Sleep absolutely affects hunger levels, and can sabotage the best diets in the world. It's associated with weight gain and eating too much.
How is my nutrition? I've known some clients that can go on commercial diets where the diet company provides all the protein bars, protein powders, and snacks. This always leads to rapid weight loss, but eventually fizzles over time.
Without getting in a majority of whole foods, losing all the weight you want to lose will be difficult, if not impossible. Anybody can do the "cabbage soup" diet and lose their first 15 or 20 pounds rapidly. Continuing to lose all your weight, then keeping it off, takes serious work.
Learning to swim is easy. Learning to compete, heck even against good grade school swimmers is challenging. You'll need a coach, lots of practice, learning from your mistakes, etc. to get better. This is what long-term weight loss is unfortunately like for many people. They need help outside themselves. They just don't fully realize that yet.
If you say "yes" to all of the following questions, you may not need to focus on your nutrition.
1. Are you getting in at least 5 total servings of pure fruits and vegetables a day?
2. Are you getting a pure protein source at every meal (like cottage cheese, eggs, beef, seafood, protein powder, etc., and no nuts or seeds count)
3. Are you getting in less than 5 alcoholic drinks per week?
4. Do you eat out at restaurants (including fast food, food trucks, etc) 3 or less times per week?
Even if you answered yes, you will at some point need to improve your nutrition.
What is the best way to avoid a weight loss plateau? It's pretty simple, but not easy.
If it's impossible for you to do any of these, you should consider maintaining your current weight for awhile, until you can focus on your weakest links. If you cannot focus on your weakest links right now, don't worry. At some point, you'll likely be able to work on them (unless you insist on being a masochist for the rest of your life).
A weight loss plateau is not the end of the world. By taking a look at a few key factors, you can determine if you should stay at your current weight, or if you can break through your plateau.

[Stored entries]
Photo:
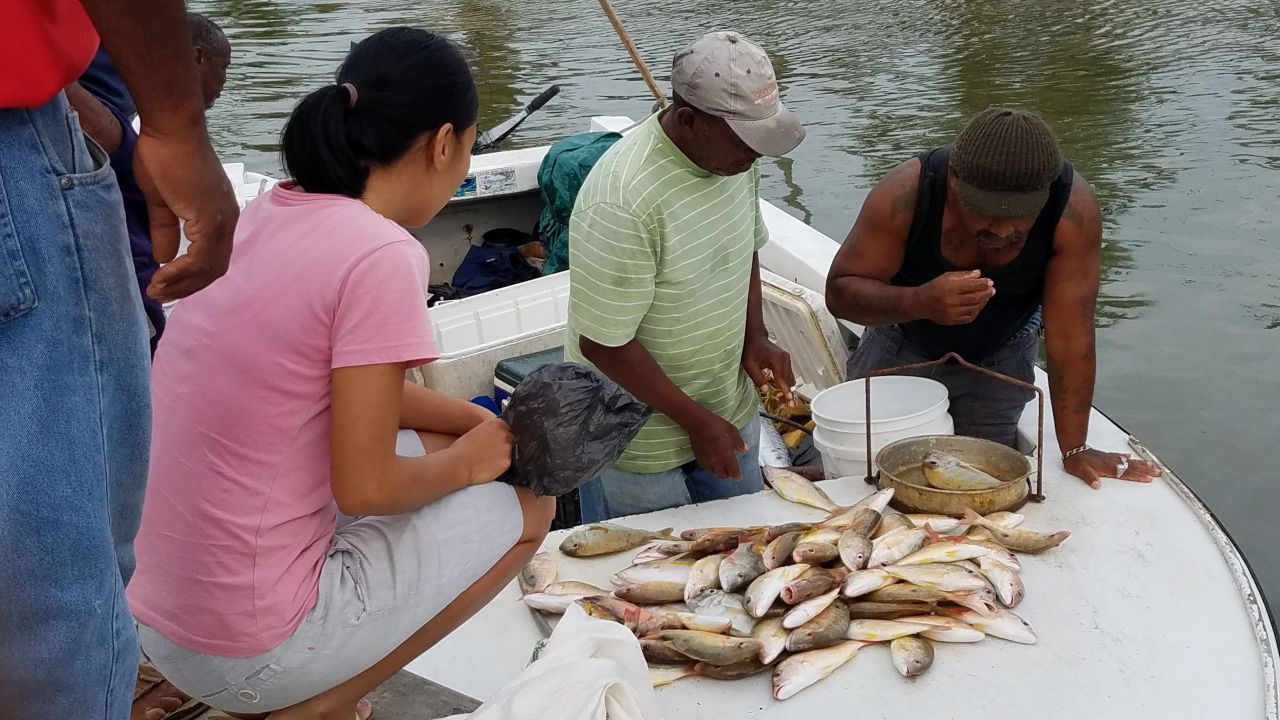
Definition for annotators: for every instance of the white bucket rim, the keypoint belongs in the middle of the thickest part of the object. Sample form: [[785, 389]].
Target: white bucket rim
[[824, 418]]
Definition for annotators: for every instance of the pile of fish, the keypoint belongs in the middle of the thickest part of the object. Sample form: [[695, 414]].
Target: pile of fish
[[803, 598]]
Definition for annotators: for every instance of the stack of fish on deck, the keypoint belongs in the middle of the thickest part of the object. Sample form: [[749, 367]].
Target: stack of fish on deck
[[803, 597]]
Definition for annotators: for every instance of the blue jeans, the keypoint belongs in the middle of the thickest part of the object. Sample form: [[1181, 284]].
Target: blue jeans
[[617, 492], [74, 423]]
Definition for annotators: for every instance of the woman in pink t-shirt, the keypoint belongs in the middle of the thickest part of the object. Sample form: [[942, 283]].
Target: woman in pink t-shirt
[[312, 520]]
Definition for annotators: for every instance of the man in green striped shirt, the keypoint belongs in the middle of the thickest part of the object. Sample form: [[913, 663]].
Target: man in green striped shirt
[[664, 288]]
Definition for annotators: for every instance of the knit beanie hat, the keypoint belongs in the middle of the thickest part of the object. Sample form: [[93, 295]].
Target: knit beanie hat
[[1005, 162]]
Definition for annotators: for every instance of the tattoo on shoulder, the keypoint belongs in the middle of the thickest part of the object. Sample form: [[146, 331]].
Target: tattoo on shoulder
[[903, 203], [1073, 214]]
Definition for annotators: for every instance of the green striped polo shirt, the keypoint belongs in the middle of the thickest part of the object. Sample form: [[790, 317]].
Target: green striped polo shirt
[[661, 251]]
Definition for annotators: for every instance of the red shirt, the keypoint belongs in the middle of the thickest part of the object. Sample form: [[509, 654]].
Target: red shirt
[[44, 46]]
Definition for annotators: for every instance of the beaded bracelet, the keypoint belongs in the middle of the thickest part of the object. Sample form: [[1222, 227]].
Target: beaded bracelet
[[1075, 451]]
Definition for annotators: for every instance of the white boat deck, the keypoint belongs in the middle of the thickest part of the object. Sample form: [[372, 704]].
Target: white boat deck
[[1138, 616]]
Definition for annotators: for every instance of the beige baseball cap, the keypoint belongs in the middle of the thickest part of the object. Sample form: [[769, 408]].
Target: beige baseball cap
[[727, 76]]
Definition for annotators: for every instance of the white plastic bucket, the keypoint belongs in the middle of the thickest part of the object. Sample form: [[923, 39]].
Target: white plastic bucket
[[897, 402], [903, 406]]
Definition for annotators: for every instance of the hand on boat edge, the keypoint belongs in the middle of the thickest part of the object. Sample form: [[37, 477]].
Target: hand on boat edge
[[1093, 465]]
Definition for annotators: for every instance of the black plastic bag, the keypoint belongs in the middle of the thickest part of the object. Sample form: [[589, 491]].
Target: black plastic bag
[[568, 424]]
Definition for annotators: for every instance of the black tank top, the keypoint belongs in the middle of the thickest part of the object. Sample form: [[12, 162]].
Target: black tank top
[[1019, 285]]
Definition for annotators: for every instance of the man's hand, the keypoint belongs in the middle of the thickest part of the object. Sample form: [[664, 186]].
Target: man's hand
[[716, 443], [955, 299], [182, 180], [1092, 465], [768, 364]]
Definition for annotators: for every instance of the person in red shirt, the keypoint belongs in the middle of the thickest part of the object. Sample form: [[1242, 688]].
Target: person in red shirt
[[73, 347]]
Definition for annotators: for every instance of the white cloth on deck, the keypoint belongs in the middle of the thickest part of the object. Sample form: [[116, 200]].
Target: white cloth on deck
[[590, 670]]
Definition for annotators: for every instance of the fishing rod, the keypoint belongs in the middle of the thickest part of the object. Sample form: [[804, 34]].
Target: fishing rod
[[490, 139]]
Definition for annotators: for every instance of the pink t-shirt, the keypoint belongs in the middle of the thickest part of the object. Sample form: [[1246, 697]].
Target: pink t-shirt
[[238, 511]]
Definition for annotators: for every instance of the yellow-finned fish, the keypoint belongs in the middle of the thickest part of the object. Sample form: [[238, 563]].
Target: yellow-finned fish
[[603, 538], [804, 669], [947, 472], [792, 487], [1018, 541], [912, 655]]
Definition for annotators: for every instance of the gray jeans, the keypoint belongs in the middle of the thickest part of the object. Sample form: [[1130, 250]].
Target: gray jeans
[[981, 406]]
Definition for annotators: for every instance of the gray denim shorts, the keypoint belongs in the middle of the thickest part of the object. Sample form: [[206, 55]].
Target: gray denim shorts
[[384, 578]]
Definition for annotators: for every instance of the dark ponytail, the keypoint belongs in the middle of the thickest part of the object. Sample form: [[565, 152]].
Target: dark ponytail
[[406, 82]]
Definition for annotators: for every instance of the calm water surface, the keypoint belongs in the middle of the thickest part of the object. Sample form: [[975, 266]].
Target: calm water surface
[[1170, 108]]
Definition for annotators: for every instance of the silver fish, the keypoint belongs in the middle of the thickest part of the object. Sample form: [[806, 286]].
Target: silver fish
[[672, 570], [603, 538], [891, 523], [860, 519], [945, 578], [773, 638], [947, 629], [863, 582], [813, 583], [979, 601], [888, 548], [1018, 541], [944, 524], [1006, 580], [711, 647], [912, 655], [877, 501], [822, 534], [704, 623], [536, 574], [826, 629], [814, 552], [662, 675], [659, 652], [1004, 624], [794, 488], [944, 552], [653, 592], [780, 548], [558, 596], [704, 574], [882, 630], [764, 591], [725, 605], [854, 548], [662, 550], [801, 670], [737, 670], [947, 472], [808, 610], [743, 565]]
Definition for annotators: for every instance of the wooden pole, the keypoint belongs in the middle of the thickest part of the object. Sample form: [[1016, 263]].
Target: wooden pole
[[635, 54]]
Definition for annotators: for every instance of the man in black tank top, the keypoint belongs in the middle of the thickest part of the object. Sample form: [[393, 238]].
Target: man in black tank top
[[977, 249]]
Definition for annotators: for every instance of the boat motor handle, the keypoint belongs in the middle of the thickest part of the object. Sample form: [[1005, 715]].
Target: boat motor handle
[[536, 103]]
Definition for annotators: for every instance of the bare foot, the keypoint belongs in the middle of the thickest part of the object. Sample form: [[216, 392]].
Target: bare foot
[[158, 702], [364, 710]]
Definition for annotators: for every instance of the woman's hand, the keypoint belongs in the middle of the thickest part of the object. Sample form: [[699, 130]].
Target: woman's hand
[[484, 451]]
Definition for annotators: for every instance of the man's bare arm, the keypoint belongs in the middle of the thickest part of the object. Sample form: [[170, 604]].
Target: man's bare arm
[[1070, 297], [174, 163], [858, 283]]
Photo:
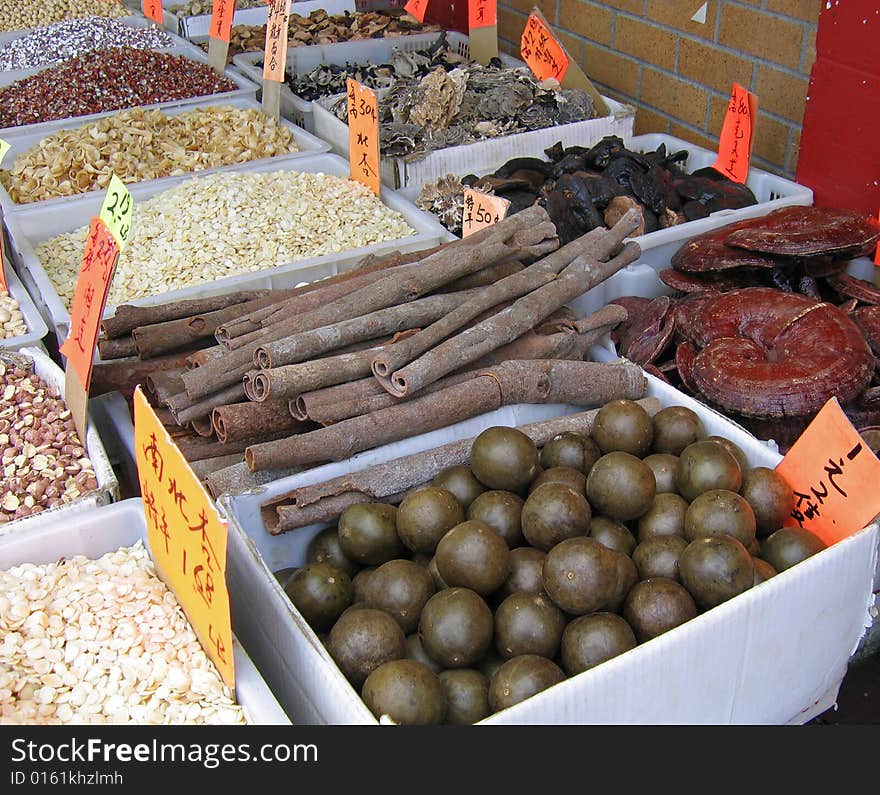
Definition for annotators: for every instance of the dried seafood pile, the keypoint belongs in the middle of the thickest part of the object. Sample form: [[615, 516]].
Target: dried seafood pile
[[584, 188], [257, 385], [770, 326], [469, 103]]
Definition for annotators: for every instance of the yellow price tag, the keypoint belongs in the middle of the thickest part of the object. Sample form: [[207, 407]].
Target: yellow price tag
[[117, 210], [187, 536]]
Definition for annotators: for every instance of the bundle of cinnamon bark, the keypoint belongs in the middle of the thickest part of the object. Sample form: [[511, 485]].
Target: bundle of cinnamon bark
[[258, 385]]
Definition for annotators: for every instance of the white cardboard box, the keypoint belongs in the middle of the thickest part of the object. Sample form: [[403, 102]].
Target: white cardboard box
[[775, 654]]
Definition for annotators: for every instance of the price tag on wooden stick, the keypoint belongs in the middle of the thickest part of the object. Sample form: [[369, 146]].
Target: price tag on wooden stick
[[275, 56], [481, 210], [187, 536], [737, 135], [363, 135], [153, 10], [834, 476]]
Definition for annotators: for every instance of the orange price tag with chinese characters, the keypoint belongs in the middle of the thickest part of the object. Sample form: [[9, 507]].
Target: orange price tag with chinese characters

(Questions to answer):
a: Decide whether each statement agrees with the weight-loss text, answering yes or no and quoting the words of the text that settle it: (i) commercial diets that supply protein bars, powders, and snacks produce rapid weight loss; (ii) nuts and seeds count as a pure protein source in the nutrition checklist; (iii) a weight loss plateau is called the end of the world.
b: Carry on writing the weight-loss text, beginning right after its final sentence.
These rows have nothing to do with the weight-loss text.

(Answers for this exercise):
a:
(i) Yes: "This always leads to rapid weight loss, but eventually fizzles over time."
(ii) No: "no nuts or seeds count"
(iii) No: "A weight loss plateau is not the end of the world."

b:
My clients laugh at me when I tell them I got to lose some weight. I'm about 195 pounds and six foot two. What they don't know is that I'll fluctuate anywhere from 185 pounds to 210 pounds. After I put on muscle mass, I need to lose fat.
And, as every knows, the hardest weight to lose is that last 5 or 10 pounds, right? I'll be honest with you, I prefer to lose fat instead of gaining muscle, and it's not because of my metabolism. I've had to learn from experience to be patient, realistic, and strategic about my fat loss. Here are my top seven strategies.
I just put a salad bar in my kitchen to simplify things for my fat loss efforts.
1. Have at least one fruit or veggies (or both) with each meal.
I don't care if my clients have the same fruit or vegetable at every meal. I just want them to get them in. I personally have two to three total with every meal. I've noticed the more you have, the easier it is to have more at each meal.
2. Have a pure protein source with every meal.
This can be yogurt, beef, seafood, whey protein, wild game, chicken, eggs (with not too many yolks because it can get pretty fatty), or whatever else has a lot of protein and not too much carbs or fat.
Also, having a sandwich with two thin slices of ham does not count as a pure protein. It's literally like 5 grams of pure protein. I highly recommend at least 20 grams of a pure protein at each meal regardless if you're a man or woman. Nuts are not a pure protein even if it's peanut butter or almonds. Nuts have much more fat calories compared to protein calories.
3. Don’t get in too much fat.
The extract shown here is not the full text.